_Excerpts from point annotation data_.
•••
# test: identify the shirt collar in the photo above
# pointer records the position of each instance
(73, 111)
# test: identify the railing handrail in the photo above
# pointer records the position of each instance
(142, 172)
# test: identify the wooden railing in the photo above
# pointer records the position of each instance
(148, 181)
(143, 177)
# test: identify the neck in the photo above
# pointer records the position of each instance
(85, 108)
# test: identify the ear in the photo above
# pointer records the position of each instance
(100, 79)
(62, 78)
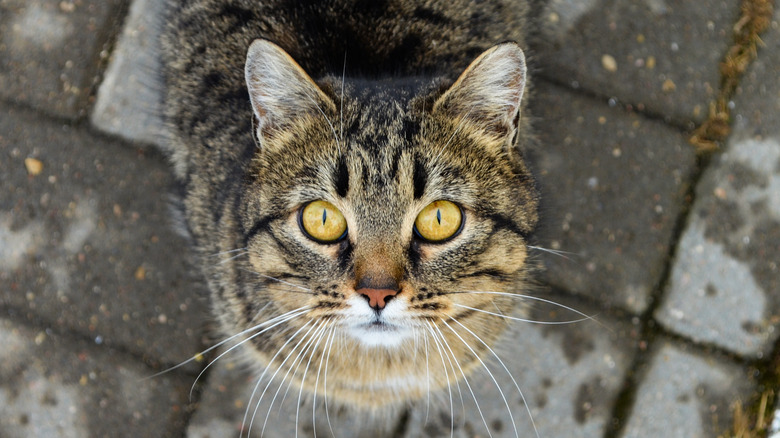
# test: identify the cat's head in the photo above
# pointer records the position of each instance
(384, 212)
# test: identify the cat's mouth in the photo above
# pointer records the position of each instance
(379, 333)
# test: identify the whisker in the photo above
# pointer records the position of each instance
(530, 297)
(427, 379)
(320, 336)
(514, 318)
(278, 280)
(341, 106)
(517, 386)
(281, 321)
(259, 380)
(308, 337)
(241, 254)
(198, 356)
(506, 403)
(332, 129)
(327, 412)
(556, 252)
(465, 379)
(439, 346)
(230, 251)
(457, 129)
(317, 381)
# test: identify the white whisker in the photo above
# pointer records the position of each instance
(506, 403)
(307, 338)
(517, 386)
(316, 345)
(514, 318)
(199, 356)
(427, 379)
(325, 350)
(332, 129)
(268, 366)
(278, 280)
(559, 253)
(533, 298)
(457, 129)
(230, 251)
(341, 106)
(281, 321)
(465, 379)
(327, 412)
(440, 342)
(233, 257)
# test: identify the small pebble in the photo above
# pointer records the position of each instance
(34, 166)
(609, 63)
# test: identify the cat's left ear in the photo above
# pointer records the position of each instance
(489, 92)
(281, 92)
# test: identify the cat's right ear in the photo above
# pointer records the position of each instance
(281, 92)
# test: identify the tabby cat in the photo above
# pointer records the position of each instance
(355, 186)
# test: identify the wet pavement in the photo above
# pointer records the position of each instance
(674, 254)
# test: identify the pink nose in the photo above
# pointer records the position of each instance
(377, 298)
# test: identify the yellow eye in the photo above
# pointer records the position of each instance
(323, 222)
(438, 221)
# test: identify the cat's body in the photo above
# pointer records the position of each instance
(379, 313)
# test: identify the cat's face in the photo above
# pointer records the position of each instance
(388, 218)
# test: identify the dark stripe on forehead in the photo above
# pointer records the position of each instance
(341, 178)
(419, 178)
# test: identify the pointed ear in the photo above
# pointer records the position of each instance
(280, 91)
(489, 93)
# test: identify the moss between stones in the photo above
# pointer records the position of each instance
(755, 18)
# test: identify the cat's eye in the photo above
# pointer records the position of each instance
(323, 222)
(439, 221)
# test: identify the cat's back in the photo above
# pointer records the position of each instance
(204, 46)
(377, 37)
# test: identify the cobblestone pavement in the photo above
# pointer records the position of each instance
(675, 255)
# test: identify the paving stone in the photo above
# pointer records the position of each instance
(53, 386)
(687, 395)
(725, 279)
(51, 51)
(569, 374)
(129, 101)
(613, 185)
(659, 56)
(86, 242)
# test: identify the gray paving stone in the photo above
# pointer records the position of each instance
(613, 185)
(129, 98)
(51, 51)
(51, 386)
(87, 243)
(725, 280)
(659, 56)
(686, 395)
(569, 374)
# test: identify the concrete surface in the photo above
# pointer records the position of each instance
(675, 257)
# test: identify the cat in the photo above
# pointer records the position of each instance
(355, 185)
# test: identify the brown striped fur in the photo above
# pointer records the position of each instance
(380, 142)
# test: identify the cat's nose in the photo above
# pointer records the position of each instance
(377, 298)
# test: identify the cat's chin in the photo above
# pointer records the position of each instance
(380, 334)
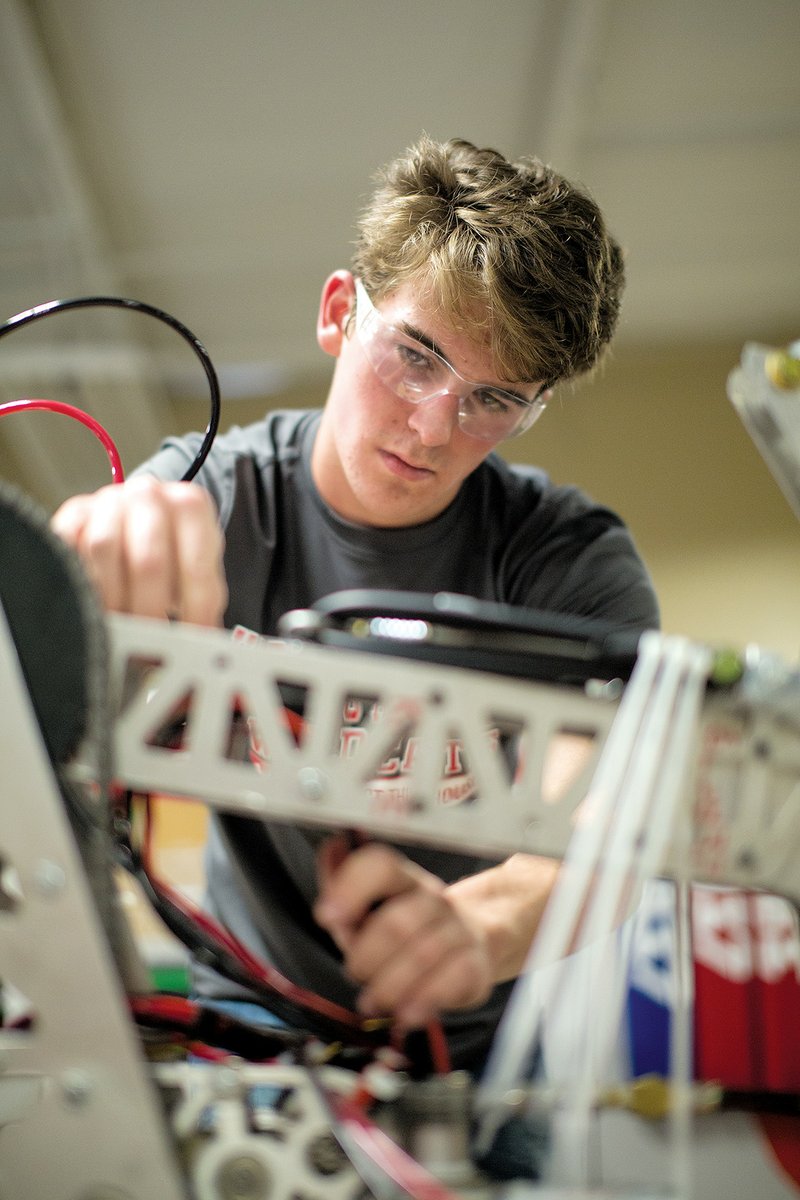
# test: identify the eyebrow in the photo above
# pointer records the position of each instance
(429, 345)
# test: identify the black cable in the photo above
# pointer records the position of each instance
(53, 306)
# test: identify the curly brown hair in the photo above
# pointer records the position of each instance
(511, 244)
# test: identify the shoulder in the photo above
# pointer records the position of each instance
(521, 492)
(559, 550)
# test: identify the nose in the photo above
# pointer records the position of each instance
(434, 419)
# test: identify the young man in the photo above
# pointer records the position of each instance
(476, 286)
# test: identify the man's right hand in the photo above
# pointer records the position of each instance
(151, 549)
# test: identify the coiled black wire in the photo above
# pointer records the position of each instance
(53, 306)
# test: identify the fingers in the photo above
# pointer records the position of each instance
(401, 935)
(151, 549)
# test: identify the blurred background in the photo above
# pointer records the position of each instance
(210, 159)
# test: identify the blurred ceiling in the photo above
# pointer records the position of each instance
(210, 159)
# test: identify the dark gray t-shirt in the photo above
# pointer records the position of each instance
(510, 535)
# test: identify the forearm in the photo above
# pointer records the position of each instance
(506, 903)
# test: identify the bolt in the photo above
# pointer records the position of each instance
(312, 783)
(242, 1177)
(49, 877)
(76, 1086)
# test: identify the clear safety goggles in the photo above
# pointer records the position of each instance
(417, 373)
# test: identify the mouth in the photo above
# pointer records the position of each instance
(403, 468)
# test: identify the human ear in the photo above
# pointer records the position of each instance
(336, 304)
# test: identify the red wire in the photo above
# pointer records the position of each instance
(262, 971)
(56, 406)
(386, 1155)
•••
_Challenge_.
All the lines above are to be given again exactly as they read, with the pictures removed.

_Exercise solution_.
# test: identify the shirt collar in the photo above
# pointer records the position of each instance
(73, 111)
# test: identify the railing handrail in the photo above
# pointer records the position of each instance
(142, 172)
# test: identify the wooden railing in the photo above
# pointer records the position of each instance
(148, 181)
(143, 177)
# test: identify the neck in the photo above
# pointer records the position of each instance
(85, 108)
# test: identify the ear in the photo above
# pointer records the position of each instance
(100, 79)
(62, 78)
# test: identify the cat's head in the photo above
# pointer records the position of each instance
(384, 212)
# test: identify the cat's mouth in the photo above
# pointer records the position of each instance
(379, 333)
# test: identify the whisker in the photo above
# pointer records the position of each instance
(530, 297)
(427, 379)
(320, 336)
(514, 318)
(278, 280)
(341, 106)
(517, 386)
(281, 321)
(259, 380)
(308, 337)
(241, 254)
(198, 356)
(506, 403)
(332, 129)
(327, 412)
(556, 252)
(465, 379)
(439, 346)
(230, 251)
(457, 129)
(317, 381)
# test: identify the white whisker in the photo above
# pointer records the position of each instance
(506, 403)
(307, 338)
(517, 386)
(316, 345)
(514, 318)
(199, 356)
(427, 379)
(325, 350)
(332, 129)
(268, 366)
(278, 280)
(559, 253)
(533, 298)
(457, 129)
(230, 251)
(341, 106)
(281, 321)
(465, 379)
(327, 412)
(440, 342)
(233, 257)
# test: identify the small pebble in the photo above
# pointer records the position of each instance
(34, 166)
(609, 63)
# test: identify the cat's left ear in the photo above
# pointer records the position of each instance
(489, 92)
(281, 92)
# test: identify the cat's right ear in the photo above
# pointer records the position of each instance
(281, 92)
# test: identify the tabby cat in the photo above
# pointer records the position of each instance
(355, 186)
# test: identify the wet pavement in the photo above
# pointer records the position of each instance
(674, 254)
# test: identify the pink nose in the photo above
# pointer records the position of each instance
(377, 298)
# test: identify the yellow eye in the photo above
# pointer records the position of each instance
(323, 222)
(438, 221)
# test: identify the cat's body in the photo above
# pointer records the position of each instance
(379, 313)
# test: identify the cat's face in the photo above
# pointer records the position of each instance
(388, 218)
# test: identify the dark stripe on forehead in the photo above
# pointer records the position of each instance
(341, 178)
(419, 178)
# test: identify the pointed ear in the photo above
# pointer records the position of each instance
(280, 91)
(489, 93)
# test: identify the moss between stones in the photo above
# pointer records the position of each instance
(755, 18)
# test: identify the cat's eye in the photo above
# pointer records the position of each instance
(323, 222)
(439, 221)
# test: identify the cat's back in the photo above
# pointer records the position of each instance
(204, 46)
(377, 37)
# test: identify the cobblestone pavement in the photo above
# pointer records the position of each instance
(675, 255)
# test: identify the paving stone in the photo above
# pointer records the position of each instance
(53, 386)
(687, 395)
(725, 279)
(51, 51)
(569, 374)
(129, 101)
(613, 185)
(659, 56)
(86, 242)
# test: identify the gray paving stone in the photo above
# pointer records the position of each instance
(613, 185)
(129, 98)
(51, 51)
(51, 386)
(87, 243)
(725, 280)
(659, 56)
(686, 395)
(569, 374)
# test: identify the concrete surface in the photo above
# pointer records the position of each instance
(675, 257)
# test: identify the cat in the photo above
# pointer records the position of each instance
(355, 185)
# test: identify the brown striped fur in the photo above
# pointer records the position of each instance
(380, 142)
# test: identify the cat's nose in the photo above
# pointer records the position of each instance
(377, 298)
# test: identify the cat's chin in the photo above
# pointer records the position of each instance
(380, 334)
# test: identify the eyebrow in the photo above
# pointer records the position of each instance
(429, 345)
# test: identify the black cable in the photo above
# pointer records the position of each instance
(53, 306)
# test: identify the curly brown hair in the photo above
# pointer records the position of each instance
(511, 244)
# test: identify the shoulder in the photo above
# pointer records the position of each instance
(521, 492)
(559, 550)
# test: identify the nose in the photo above
# pointer records the position of each instance
(434, 419)
# test: identify the young man in the photo above
# pointer records the position of each instance
(476, 286)
# test: identify the man's right hand in the photo above
# pointer records the position of each instance
(151, 549)
# test: identify the coiled black wire in the photo above
# pointer records the position of each instance
(53, 306)
# test: identify the fingers in the photo above
# pointer records the position of each instance
(401, 935)
(151, 549)
# test: identify the blurred background in the photo above
# pointer records the position of each instance
(210, 159)
# test: identify the blurred ceiling in the photo above
# pointer records the position of each instance
(210, 159)
# test: identify the dark gray t-shirt in the photo above
# pointer records the position of each instance
(510, 535)
# test: identify the forearm in the photo above
# pointer records the position of each instance
(506, 903)
# test: identify the bolt in the photo above
# pointer records the position of each instance
(312, 783)
(242, 1177)
(49, 877)
(76, 1086)
# test: identify the clear safety goggles in the photo above
# pointer records the position of each instance
(417, 373)
# test: identify the mouth in the photo above
# pointer records the position of each instance
(403, 468)
# test: identify the human ear in the photo above
# pointer records the position of each instance
(336, 304)
# test: identify the red wire in the photo above
# pointer records the position of each instance
(262, 971)
(56, 406)
(386, 1155)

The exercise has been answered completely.